Items from a dataset
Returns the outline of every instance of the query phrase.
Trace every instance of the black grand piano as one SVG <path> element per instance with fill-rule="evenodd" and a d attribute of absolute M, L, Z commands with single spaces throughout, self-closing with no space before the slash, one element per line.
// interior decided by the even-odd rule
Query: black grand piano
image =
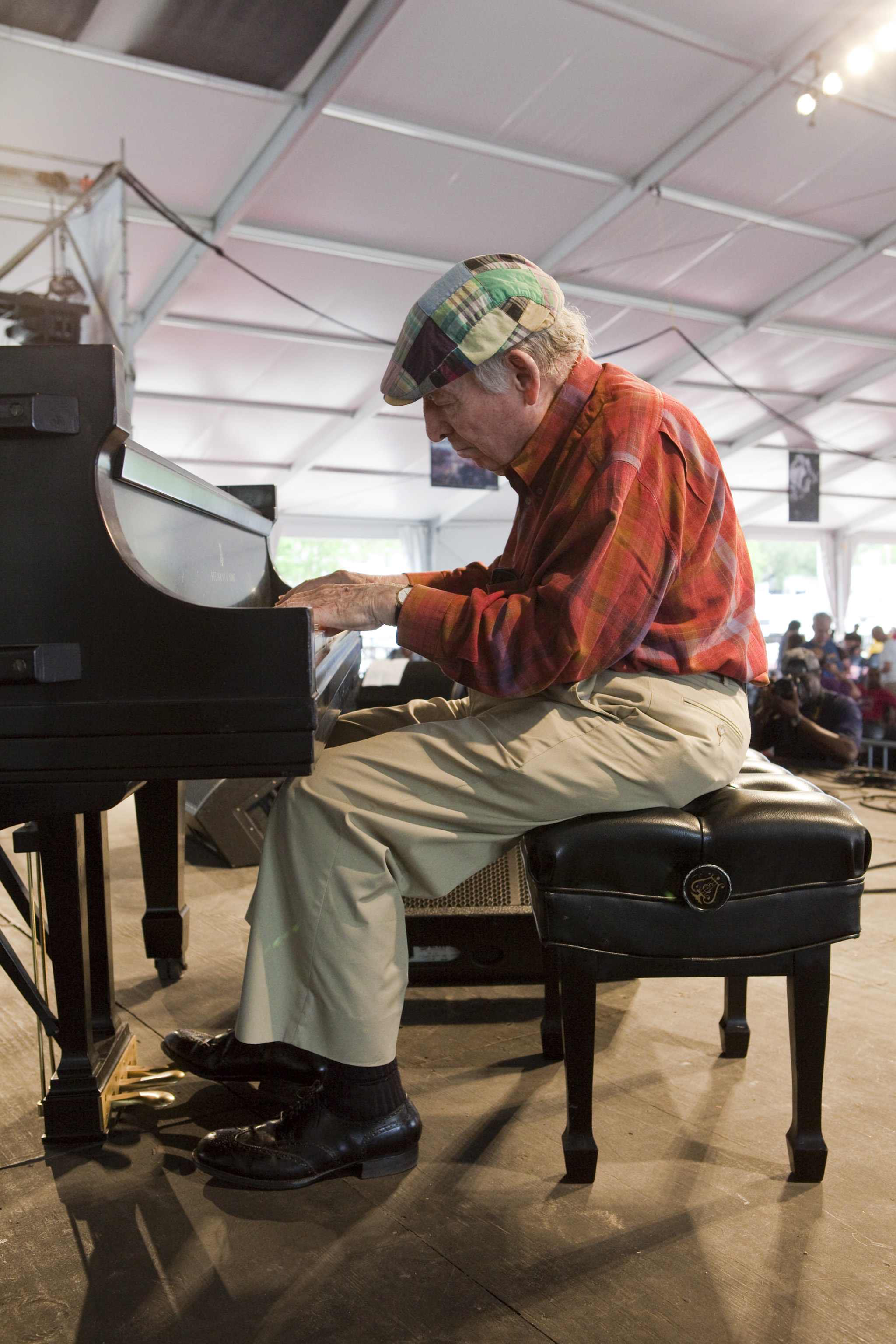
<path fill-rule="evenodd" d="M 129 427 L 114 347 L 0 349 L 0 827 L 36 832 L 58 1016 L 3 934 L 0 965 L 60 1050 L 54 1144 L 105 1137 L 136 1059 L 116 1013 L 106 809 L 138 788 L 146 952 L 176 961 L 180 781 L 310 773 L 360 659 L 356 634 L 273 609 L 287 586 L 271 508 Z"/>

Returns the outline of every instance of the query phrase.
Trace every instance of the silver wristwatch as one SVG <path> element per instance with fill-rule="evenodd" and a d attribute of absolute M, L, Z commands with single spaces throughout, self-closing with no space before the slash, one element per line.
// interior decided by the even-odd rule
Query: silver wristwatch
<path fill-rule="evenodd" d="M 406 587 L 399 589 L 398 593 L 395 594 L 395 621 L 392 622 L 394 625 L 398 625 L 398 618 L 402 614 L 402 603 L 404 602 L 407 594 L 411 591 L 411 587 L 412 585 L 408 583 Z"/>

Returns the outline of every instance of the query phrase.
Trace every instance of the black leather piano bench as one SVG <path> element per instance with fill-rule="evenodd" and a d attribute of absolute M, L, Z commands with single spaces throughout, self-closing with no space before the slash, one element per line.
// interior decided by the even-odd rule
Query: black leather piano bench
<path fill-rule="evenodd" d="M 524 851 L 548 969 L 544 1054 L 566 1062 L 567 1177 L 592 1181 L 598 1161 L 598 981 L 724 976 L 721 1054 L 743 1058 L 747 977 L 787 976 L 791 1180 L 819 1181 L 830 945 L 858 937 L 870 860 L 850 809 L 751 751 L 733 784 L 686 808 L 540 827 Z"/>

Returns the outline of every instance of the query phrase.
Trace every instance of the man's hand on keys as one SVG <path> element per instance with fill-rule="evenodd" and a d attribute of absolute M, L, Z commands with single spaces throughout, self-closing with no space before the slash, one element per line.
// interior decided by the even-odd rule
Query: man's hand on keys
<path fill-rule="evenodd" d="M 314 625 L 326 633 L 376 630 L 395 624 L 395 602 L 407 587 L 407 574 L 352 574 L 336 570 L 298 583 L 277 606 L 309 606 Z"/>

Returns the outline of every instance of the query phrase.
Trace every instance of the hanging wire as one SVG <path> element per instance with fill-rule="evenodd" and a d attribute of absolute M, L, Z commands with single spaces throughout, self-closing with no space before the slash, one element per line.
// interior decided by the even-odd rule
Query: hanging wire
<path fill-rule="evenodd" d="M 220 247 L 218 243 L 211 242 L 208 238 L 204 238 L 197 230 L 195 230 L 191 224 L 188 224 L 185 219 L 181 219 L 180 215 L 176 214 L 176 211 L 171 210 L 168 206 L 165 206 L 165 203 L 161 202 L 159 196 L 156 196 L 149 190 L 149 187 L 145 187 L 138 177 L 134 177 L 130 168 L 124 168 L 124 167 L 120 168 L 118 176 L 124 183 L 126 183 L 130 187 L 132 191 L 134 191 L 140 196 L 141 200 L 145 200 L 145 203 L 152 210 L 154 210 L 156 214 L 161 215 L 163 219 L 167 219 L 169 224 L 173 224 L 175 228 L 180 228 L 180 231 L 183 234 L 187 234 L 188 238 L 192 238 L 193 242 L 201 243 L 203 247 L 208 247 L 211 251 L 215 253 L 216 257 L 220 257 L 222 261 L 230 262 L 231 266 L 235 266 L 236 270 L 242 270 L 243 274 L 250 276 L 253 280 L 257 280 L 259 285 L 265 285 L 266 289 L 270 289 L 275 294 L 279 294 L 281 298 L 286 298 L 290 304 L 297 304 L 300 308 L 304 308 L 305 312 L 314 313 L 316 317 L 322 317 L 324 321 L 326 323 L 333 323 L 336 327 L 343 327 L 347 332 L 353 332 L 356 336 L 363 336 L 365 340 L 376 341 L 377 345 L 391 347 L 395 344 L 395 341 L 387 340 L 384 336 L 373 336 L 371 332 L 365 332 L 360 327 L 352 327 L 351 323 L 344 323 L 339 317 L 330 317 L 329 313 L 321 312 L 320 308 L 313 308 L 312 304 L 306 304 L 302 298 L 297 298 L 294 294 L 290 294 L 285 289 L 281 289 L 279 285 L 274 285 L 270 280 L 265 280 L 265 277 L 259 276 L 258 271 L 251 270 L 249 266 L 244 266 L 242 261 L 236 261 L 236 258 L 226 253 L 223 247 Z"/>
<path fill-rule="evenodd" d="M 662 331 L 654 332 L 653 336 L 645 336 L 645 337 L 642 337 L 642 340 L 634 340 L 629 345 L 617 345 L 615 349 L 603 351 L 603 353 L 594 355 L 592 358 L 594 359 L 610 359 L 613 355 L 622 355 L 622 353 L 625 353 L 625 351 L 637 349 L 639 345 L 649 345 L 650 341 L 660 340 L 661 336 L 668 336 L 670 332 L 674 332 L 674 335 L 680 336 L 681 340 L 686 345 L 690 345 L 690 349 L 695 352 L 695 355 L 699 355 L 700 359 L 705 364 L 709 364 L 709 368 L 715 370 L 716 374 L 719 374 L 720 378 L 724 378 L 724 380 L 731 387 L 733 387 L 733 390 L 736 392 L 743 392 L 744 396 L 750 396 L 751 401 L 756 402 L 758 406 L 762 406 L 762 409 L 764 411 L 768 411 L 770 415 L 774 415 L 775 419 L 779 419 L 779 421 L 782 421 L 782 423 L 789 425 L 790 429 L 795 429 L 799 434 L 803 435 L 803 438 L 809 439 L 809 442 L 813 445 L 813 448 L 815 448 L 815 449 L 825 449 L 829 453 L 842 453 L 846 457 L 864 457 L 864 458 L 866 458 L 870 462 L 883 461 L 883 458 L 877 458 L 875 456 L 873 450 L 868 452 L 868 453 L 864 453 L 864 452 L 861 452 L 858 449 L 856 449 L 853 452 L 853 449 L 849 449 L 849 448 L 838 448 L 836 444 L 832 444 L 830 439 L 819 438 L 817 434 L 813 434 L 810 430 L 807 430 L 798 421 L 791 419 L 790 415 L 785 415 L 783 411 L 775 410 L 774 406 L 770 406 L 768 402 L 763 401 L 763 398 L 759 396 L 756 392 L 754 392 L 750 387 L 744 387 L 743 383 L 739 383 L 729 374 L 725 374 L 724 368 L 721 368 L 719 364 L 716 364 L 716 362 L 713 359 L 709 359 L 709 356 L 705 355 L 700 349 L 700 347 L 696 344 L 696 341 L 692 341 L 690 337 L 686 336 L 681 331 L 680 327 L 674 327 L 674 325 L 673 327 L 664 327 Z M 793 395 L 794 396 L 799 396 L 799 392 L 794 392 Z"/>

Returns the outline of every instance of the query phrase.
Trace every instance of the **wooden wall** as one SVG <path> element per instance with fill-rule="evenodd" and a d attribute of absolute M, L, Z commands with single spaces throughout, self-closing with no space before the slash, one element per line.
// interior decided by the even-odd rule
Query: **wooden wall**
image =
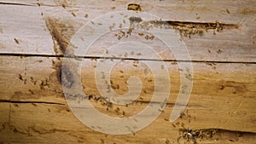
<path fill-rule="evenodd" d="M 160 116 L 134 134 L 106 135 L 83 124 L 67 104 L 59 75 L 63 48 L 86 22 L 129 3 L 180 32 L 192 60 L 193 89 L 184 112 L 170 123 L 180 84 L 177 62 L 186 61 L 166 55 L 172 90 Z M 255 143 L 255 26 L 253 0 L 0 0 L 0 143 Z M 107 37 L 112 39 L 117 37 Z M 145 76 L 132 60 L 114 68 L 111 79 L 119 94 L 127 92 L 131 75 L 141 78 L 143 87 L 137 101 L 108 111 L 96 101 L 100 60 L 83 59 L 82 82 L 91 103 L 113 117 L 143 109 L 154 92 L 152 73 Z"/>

__Exercise__.
Present the listing from its first line through the line containing "129 427 L 114" as a Markdown table with the columns No. and Text, one row per line. Skip blank lines and leave the picture out.

__The output__.
| No. | Text |
|---|---|
| 1 | Returns the outline of every instance of the query phrase. |
| 2 | Trace every instance of the black grand piano as one SVG <path> element per instance with fill-rule="evenodd" and a d attribute of absolute M, L, Z commands with single spaces throughout, self-closing with no space before the slash, one element per line. |
| 3 | // interior decided by the even-odd rule |
| 4 | Query: black grand piano |
| 5 | image = |
| 6 | <path fill-rule="evenodd" d="M 129 427 L 114 347 L 0 349 L 0 827 L 36 832 L 58 1016 L 3 934 L 0 965 L 60 1050 L 54 1144 L 105 1137 L 136 1059 L 116 1013 L 106 809 L 138 788 L 146 952 L 176 961 L 180 781 L 310 773 L 360 659 L 356 634 L 273 609 L 287 586 L 271 508 Z"/> |